- **Written task**: Transcribe only the part of the listing below that begins at the line containing "of the asphalt" and runs to its final line, keeping both ends.

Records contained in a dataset
● ● ● ● ● ● ●

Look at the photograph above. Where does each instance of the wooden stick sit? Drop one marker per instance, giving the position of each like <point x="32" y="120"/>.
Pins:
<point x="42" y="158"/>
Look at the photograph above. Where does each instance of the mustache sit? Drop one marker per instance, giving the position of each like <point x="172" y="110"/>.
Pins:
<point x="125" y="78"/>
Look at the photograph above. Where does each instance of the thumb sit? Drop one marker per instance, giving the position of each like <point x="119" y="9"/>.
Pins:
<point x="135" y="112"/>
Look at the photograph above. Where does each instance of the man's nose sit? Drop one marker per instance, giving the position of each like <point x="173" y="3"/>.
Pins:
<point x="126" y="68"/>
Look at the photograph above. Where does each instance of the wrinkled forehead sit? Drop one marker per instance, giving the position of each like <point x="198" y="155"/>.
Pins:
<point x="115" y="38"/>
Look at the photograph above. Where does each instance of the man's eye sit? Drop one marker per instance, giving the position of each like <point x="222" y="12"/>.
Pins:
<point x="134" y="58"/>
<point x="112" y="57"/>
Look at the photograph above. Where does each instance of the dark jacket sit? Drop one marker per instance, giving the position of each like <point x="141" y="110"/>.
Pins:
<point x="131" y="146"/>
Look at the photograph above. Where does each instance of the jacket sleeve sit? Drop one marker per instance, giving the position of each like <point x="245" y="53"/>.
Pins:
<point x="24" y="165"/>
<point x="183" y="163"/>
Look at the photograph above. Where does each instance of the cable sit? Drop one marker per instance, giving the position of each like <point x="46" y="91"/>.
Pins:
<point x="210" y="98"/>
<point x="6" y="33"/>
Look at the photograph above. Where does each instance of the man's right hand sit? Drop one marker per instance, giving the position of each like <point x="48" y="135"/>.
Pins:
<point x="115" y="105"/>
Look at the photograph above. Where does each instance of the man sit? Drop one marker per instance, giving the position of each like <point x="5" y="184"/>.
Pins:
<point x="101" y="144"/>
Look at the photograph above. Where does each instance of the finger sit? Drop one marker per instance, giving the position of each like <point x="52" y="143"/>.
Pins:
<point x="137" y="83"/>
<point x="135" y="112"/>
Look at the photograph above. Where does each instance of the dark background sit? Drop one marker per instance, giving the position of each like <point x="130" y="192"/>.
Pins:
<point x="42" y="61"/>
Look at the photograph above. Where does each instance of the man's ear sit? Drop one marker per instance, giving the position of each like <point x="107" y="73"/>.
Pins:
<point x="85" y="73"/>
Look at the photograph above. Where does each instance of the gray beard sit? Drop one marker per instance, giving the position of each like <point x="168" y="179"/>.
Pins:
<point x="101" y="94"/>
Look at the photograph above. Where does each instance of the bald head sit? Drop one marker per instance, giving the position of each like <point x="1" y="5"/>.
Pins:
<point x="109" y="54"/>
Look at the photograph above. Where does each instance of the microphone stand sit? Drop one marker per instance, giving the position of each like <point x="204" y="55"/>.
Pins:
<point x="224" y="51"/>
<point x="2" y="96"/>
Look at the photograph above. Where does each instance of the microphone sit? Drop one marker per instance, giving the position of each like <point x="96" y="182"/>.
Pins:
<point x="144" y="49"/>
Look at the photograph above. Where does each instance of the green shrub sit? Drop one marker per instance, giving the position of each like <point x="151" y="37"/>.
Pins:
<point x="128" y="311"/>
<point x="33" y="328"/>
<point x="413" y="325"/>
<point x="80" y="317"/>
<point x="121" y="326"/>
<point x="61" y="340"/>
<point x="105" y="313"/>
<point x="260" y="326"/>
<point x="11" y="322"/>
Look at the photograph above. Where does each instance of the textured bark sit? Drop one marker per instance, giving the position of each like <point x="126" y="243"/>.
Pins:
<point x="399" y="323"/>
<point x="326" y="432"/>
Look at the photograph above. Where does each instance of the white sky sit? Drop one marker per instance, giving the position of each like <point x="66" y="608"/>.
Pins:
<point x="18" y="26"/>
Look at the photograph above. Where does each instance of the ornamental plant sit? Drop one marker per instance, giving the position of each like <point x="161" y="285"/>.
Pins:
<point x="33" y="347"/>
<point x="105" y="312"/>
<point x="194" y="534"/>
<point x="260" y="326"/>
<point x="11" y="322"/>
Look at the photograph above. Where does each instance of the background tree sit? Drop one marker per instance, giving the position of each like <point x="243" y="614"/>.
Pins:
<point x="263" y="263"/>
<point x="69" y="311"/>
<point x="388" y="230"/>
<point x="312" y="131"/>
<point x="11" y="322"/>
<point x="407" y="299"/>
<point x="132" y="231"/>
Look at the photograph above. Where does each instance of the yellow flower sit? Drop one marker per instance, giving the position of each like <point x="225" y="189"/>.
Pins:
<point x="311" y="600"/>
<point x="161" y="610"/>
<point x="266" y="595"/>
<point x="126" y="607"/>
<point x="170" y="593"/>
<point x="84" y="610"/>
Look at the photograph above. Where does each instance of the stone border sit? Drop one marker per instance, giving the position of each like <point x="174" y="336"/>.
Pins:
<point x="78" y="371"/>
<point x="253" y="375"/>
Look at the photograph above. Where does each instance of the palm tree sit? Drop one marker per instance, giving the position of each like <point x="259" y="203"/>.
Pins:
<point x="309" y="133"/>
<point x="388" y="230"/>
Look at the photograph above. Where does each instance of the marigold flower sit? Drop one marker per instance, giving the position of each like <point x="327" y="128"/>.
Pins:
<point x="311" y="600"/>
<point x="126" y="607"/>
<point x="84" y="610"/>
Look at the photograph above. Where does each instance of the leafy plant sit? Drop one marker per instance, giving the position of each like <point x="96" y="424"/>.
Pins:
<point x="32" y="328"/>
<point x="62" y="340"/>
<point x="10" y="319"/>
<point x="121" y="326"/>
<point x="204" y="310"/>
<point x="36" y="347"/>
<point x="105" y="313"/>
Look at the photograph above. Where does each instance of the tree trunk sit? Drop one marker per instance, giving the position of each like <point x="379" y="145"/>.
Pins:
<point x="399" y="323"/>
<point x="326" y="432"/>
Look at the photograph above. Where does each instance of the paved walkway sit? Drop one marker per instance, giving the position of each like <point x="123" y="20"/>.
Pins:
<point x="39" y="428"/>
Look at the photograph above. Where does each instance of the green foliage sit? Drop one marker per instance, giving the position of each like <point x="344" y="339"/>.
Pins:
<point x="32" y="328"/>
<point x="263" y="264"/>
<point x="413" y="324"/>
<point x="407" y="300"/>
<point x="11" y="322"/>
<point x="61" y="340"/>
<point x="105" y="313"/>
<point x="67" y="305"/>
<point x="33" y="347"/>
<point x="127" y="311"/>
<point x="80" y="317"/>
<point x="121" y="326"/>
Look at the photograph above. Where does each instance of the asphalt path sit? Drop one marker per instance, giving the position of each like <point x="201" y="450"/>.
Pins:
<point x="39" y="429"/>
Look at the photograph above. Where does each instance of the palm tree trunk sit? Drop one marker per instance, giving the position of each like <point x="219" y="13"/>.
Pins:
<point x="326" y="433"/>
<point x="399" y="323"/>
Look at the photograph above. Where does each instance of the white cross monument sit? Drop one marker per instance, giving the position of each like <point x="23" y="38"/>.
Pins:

● ● ● ● ● ● ●

- **Answer in full**:
Look at the photograph above. Where does each instance of the asphalt path sit? Drop one marker per instance, giving the position of each like <point x="201" y="450"/>.
Pins:
<point x="39" y="429"/>
Look at the photograph above. Where does each instance of the palm tree trunk sit? Drop one marker per instance, giving the position of each like <point x="219" y="13"/>.
Pins:
<point x="326" y="433"/>
<point x="399" y="323"/>
Look at the photograph above. Where does each instance of the white cross monument sit? Drop one marker per instance, giving the position of each like <point x="23" y="38"/>.
Pins:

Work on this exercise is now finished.